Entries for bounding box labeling
========================================================================
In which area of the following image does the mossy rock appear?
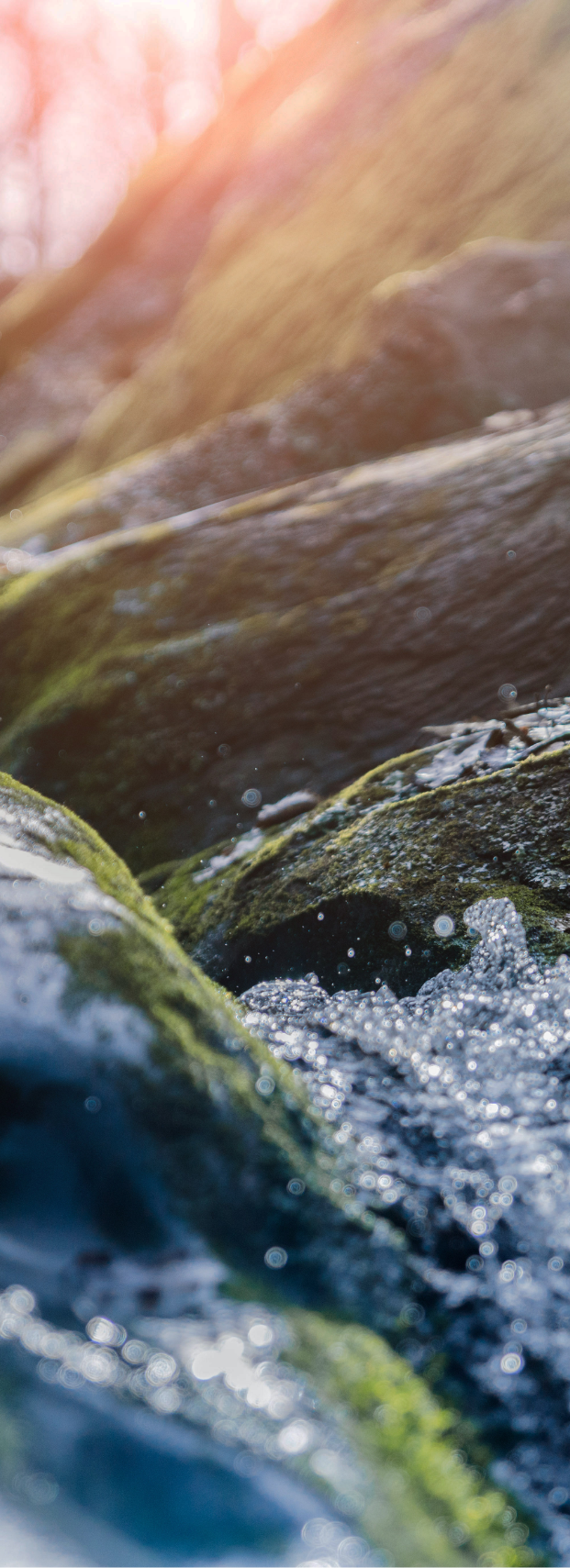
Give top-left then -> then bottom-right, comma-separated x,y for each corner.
39,0 -> 568,487
0,776 -> 542,1568
154,746 -> 570,995
0,774 -> 399,1281
0,406 -> 570,870
0,231 -> 570,555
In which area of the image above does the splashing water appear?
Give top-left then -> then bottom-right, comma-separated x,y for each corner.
241,898 -> 570,1559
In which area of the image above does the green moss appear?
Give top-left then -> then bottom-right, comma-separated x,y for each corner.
285,1311 -> 535,1568
157,748 -> 570,988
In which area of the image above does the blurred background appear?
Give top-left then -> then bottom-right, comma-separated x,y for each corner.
0,0 -> 330,292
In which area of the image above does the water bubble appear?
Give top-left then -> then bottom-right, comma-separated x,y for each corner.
144,1350 -> 177,1387
276,1420 -> 311,1453
256,1073 -> 274,1099
241,789 -> 261,811
86,1318 -> 128,1345
263,1247 -> 287,1269
501,1350 -> 524,1377
501,1258 -> 517,1284
122,1339 -> 148,1367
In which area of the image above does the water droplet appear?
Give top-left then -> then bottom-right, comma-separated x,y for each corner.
241,789 -> 261,811
263,1247 -> 287,1269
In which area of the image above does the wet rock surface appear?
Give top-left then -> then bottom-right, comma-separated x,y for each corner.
0,405 -> 570,869
0,779 -> 535,1568
243,898 -> 570,1555
7,239 -> 570,553
156,741 -> 570,995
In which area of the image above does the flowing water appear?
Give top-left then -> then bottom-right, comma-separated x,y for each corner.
241,898 -> 570,1559
0,900 -> 570,1568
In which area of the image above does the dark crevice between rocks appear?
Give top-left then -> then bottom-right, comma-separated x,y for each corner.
193,894 -> 471,995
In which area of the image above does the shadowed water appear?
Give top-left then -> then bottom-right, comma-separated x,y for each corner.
241,898 -> 570,1557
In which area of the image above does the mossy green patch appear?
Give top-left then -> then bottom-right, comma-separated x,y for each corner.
285,1311 -> 535,1568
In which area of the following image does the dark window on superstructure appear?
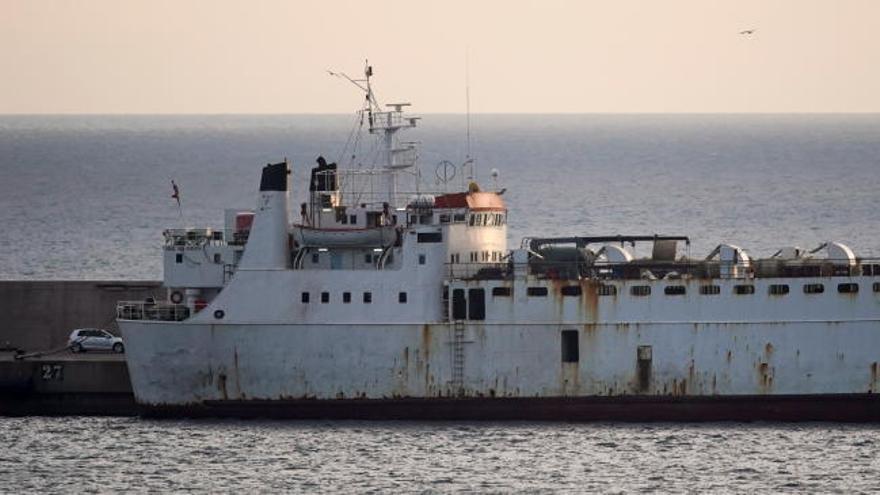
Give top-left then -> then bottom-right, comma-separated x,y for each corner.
416,232 -> 443,242
596,284 -> 617,296
700,285 -> 721,296
837,283 -> 859,294
560,285 -> 581,296
492,287 -> 510,297
804,284 -> 825,294
468,289 -> 486,320
663,285 -> 687,296
526,287 -> 547,297
629,285 -> 651,296
561,330 -> 581,363
452,289 -> 467,320
767,284 -> 788,296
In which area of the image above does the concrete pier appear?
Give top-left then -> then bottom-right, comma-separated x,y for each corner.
0,281 -> 164,416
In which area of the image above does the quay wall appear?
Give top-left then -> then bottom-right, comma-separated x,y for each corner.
0,280 -> 164,352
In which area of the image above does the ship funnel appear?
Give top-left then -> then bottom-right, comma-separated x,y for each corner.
238,160 -> 290,270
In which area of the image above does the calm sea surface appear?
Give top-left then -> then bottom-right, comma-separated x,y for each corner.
0,115 -> 880,493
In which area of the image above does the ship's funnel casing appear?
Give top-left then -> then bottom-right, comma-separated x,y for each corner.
238,161 -> 290,270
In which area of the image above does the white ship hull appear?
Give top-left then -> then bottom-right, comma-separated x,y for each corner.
120,320 -> 880,419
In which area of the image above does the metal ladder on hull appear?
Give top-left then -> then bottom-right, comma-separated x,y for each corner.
452,320 -> 466,396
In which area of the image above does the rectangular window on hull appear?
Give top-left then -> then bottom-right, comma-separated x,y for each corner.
837,284 -> 859,294
700,285 -> 721,296
468,289 -> 486,320
492,287 -> 510,297
596,284 -> 617,296
562,330 -> 581,363
804,284 -> 825,294
767,284 -> 788,296
629,285 -> 651,296
733,285 -> 755,296
452,289 -> 467,320
560,285 -> 581,296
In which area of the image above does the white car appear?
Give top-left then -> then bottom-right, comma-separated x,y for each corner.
67,328 -> 125,353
========================================================================
» **What the task asks**
Change every "bottom-right" in the entries above to "lower-right" and write all the entries out again with nothing else altered. Leave the pictures out.

» **Output of the task**
In which area of the following image does the mossy rock appear?
Give top-left then -> then lower-right, comma-separated x,y for each corner.
39,0 -> 568,487
0,776 -> 542,1568
154,746 -> 570,995
0,774 -> 399,1281
0,406 -> 570,870
0,231 -> 570,555
In which area of the image above does the splashing water appear?
Give top-left then -> then lower-right, comma-separated x,y for each corner.
241,898 -> 570,1559
In which area of the image above does the green moss appear?
Give top-left then -> then lower-right, comma-separated x,y for each corner.
285,1311 -> 535,1568
157,748 -> 570,988
In which area of the image above does the blurred background appear?
Give top-left then -> then lower-right, comma-separated x,y for each corner.
0,0 -> 330,292
In which area of the image above does the water bubble appear?
Give top-left then -> then lower-right, comma-separated x,y for each corner.
144,1350 -> 177,1387
276,1420 -> 311,1453
256,1073 -> 274,1099
241,789 -> 261,811
86,1318 -> 128,1345
263,1247 -> 287,1269
501,1350 -> 524,1377
501,1258 -> 517,1284
122,1339 -> 148,1367
In which area of the image above does the water droplet appear?
Give top-left then -> then lower-right, comma-separated x,y for each corner.
241,789 -> 261,811
263,1247 -> 287,1269
In which area of the image above does the wet rock surface appear?
Give top-left then -> then lower-right, comma-separated x,y for each corner.
0,405 -> 570,869
0,779 -> 535,1568
243,898 -> 570,1555
7,239 -> 570,553
156,741 -> 570,995
In which area of the image above does the flowing water appear?
Give top-left then -> then lower-right, comma-separated x,y for each corner.
241,898 -> 570,1559
0,900 -> 570,1568
In which area of the image above does the dark crevice between rocks appear?
Give top-left then -> then lower-right, comma-separated x,y for each corner.
193,894 -> 471,995
In which area of the image above does the shadowed water appear?
Give top-left then -> then lower-right, comma-separated x,y for each corner.
241,898 -> 570,1557
In which area of the image above does the mossy green patch appear?
Give top-left then -> then lower-right, comma-separated x,y for each corner.
285,1311 -> 535,1568
In which area of the following image does the dark window on superstructure appear?
Give top-left then -> then lower-right, comma-separated x,y for each corner.
416,232 -> 443,242
596,284 -> 617,296
700,285 -> 721,296
837,283 -> 859,294
560,285 -> 581,296
492,287 -> 510,297
804,284 -> 825,294
468,289 -> 486,320
663,285 -> 687,296
526,287 -> 547,297
629,285 -> 651,296
561,330 -> 581,363
452,289 -> 467,320
767,284 -> 788,296
In which area of the image above does the concrete pier appear?
Give top-left then -> then lower-right, comma-separated x,y for each corner.
0,281 -> 164,416
In which area of the image above does the quay wall appear?
Give top-left then -> then lower-right, comma-separated x,y for each corner.
0,280 -> 164,352
In which area of the image above does the ship funnel appear?
Give top-left then -> then lower-right, comma-separated x,y for each corner.
238,160 -> 290,270
In which area of the image above does the calm sea surface appear?
Give top-left then -> then lower-right, comma-separated x,y for each corner.
0,115 -> 880,493
In which area of the image above does the ship's funnel casing appear?
Give top-left then -> then lower-right, comma-separated x,y for each corner.
238,161 -> 290,270
In which area of the image above does the white ship hull appear?
Give top-left then -> then lower-right, comma-separated x,y for each corner.
120,320 -> 880,419
In which area of the image above does the metal ladder on hull appear?
Give top-left then -> then lower-right, comma-separated x,y for each corner.
452,320 -> 466,396
In which area of the image above does the rectangular window on hull appear?
Give top-left then -> then lower-right, comma-separated x,y for each corner.
837,284 -> 859,294
700,285 -> 721,296
468,289 -> 486,320
492,287 -> 510,297
596,284 -> 617,296
562,330 -> 581,363
804,284 -> 825,294
767,284 -> 788,296
629,285 -> 651,296
733,285 -> 755,296
452,289 -> 467,320
560,285 -> 581,296
In which area of the image above does the white car appear?
Give top-left then -> then lower-right, comma-separated x,y for each corner.
67,328 -> 125,353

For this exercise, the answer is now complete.